§ Given problem: Reproduce the lines below with every occurrence of "pin" changed to "marker", keeping all other text the same.

§ Records for this exercise:
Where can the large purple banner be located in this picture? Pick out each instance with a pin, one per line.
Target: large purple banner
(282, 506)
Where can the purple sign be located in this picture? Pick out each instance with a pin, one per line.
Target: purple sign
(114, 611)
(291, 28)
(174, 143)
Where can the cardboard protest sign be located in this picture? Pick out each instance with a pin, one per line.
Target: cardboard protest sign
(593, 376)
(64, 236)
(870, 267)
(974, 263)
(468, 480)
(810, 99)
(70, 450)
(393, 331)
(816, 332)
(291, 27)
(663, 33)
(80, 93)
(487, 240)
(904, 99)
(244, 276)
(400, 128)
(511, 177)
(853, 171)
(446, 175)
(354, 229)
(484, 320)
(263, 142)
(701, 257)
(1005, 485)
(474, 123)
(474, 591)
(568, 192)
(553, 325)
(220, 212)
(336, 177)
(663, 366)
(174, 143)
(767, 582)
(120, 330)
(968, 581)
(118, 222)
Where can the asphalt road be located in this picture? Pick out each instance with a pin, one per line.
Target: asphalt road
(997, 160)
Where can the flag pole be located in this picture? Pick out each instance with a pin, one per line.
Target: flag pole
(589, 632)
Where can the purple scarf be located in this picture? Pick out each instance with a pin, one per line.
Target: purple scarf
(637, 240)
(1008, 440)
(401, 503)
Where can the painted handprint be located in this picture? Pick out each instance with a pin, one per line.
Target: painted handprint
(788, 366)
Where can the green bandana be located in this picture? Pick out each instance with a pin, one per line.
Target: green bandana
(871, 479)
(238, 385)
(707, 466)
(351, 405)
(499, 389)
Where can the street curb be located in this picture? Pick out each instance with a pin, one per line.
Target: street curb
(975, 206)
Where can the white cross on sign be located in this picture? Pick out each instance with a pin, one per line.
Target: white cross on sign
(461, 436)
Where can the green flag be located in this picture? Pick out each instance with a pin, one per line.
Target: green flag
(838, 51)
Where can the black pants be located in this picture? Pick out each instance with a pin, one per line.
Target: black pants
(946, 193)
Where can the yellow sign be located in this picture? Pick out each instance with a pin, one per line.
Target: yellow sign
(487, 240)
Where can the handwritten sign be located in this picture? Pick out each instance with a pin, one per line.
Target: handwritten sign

§ Answer to the task:
Where can the large purple banner be located in this picture? Pick out each instance with a marker, one per line.
Target: large purple banner
(282, 506)
Where can the purple sign be located in this picture? Pick out each instance with a marker, one per line.
Target: purple sign
(114, 611)
(291, 28)
(174, 143)
Where can the cardboard protest sign be located in this picture? Pick out each instance with a marker, one per line.
Target: cardboard protest sign
(593, 376)
(64, 236)
(870, 267)
(974, 263)
(468, 480)
(810, 99)
(70, 450)
(393, 331)
(816, 332)
(291, 27)
(663, 33)
(80, 93)
(487, 240)
(904, 99)
(244, 276)
(400, 128)
(511, 177)
(853, 171)
(446, 175)
(354, 229)
(484, 320)
(263, 142)
(701, 257)
(1005, 485)
(474, 123)
(474, 591)
(568, 192)
(553, 325)
(220, 212)
(336, 177)
(663, 366)
(174, 143)
(767, 582)
(120, 330)
(968, 581)
(118, 222)
Where can the asphalt road be located in this picture? Pick out each instance with a marker, one per line.
Target: asphalt road
(997, 160)
Where can the flag pole be located in this picture? Pick out each instance with a marker, one per line.
Target: flag pole
(589, 632)
Where can the purple scarf be located in this picture? Pick out each instance with a marker, one per line.
Target: purple scarf
(637, 240)
(1008, 440)
(401, 503)
Where can the painted handprint be located in this picture? Pick out each instance with a marker, one per line.
Target: painted handprint
(788, 366)
Where can the green bandana be located in this picture? Pick out each instance with a marker, one per line.
Target: green bandana
(871, 479)
(238, 385)
(707, 466)
(351, 405)
(499, 389)
Where can the street curb be located in this picture? Pick out each instance with a marker, one per line.
Target: street curb
(975, 206)
Where can the white cross on sign be located in this picture? Pick out each instance with a marker, one per line.
Target: white cross on sign
(461, 436)
Where can the green flag be located in this picture? Pick out each instance with a marker, one per line.
Target: green flag
(838, 51)
Where can the black pants be located in this picture? Pick out each instance with a marker, one per line.
Target: black pants
(946, 193)
Where can the yellow sign be located in this picture? Pick out each instance with a marker, one per line.
Target: yellow sign
(487, 240)
Where can the handwritten sign be located in this picture? Pick out each instance with a marker, one per line.
Target: handwritten sign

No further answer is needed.